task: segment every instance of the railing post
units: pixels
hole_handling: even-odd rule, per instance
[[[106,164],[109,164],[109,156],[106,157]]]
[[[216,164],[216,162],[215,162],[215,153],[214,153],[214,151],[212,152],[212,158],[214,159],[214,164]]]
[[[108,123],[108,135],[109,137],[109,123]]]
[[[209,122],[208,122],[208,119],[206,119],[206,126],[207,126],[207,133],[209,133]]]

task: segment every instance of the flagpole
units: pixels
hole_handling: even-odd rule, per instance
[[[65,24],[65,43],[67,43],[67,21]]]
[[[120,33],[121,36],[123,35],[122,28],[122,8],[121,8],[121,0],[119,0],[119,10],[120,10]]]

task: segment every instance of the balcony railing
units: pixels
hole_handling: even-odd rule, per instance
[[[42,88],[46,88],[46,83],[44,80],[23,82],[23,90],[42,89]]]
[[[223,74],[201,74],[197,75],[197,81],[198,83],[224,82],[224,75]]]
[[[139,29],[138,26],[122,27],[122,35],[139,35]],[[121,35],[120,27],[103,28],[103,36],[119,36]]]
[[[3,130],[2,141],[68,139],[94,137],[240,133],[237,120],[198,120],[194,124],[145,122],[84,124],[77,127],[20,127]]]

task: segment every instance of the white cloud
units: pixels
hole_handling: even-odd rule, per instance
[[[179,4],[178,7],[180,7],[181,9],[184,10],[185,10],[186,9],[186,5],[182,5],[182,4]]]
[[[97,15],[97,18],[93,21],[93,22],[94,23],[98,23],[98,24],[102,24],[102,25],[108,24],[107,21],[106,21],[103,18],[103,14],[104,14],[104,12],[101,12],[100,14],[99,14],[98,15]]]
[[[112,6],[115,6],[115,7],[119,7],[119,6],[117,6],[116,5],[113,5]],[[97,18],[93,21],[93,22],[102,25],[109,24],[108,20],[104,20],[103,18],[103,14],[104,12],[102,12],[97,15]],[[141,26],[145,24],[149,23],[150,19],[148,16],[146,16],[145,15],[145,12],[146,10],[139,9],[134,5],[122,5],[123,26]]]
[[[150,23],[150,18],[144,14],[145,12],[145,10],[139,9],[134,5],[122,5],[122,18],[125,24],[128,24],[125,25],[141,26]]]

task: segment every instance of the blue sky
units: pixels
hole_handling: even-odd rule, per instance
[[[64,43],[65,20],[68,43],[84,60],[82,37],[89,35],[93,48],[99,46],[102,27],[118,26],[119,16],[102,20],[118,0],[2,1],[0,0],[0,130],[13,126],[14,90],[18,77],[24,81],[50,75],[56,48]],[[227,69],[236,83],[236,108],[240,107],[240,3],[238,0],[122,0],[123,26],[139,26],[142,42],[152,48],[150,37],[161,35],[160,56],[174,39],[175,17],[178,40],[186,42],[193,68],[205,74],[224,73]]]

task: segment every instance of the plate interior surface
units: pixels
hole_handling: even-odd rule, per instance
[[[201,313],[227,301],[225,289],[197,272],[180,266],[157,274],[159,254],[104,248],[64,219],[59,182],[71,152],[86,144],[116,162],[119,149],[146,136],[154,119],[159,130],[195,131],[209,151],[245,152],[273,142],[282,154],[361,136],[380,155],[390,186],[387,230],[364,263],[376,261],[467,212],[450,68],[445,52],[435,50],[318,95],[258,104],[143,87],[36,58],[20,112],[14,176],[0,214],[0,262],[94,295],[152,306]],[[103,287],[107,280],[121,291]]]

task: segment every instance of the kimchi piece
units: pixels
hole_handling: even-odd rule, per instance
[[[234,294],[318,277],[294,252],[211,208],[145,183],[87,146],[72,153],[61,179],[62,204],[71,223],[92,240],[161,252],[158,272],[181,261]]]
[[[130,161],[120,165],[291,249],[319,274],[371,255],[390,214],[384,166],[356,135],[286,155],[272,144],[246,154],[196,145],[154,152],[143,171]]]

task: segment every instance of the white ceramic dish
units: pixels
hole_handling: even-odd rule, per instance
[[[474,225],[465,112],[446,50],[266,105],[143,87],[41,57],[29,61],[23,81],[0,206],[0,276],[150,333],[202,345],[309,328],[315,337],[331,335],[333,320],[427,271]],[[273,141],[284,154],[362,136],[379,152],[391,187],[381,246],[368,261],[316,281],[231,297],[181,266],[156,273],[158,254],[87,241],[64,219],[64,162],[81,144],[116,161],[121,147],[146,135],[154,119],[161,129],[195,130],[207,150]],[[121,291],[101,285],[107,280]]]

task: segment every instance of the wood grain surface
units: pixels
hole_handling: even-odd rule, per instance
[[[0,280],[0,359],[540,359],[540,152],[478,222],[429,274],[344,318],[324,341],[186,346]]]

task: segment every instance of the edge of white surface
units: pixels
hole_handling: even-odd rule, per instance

**Set task:**
Please copy out the lines starting with the first one and going on through the line that contains "[[[108,123],[108,135],[109,137],[109,123]]]". Raise every coordinate in the answers by 11 and keep all other lines unchanged.

**Answer to the task:**
task: segment every instance of the railing post
units: pixels
hole_handling: even-odd rule, per instance
[[[117,175],[120,175],[120,167],[117,168]]]
[[[227,175],[227,173],[226,173],[226,164],[225,164],[225,162],[223,163],[223,169],[225,170],[225,175]]]
[[[119,134],[119,146],[120,148],[120,134]]]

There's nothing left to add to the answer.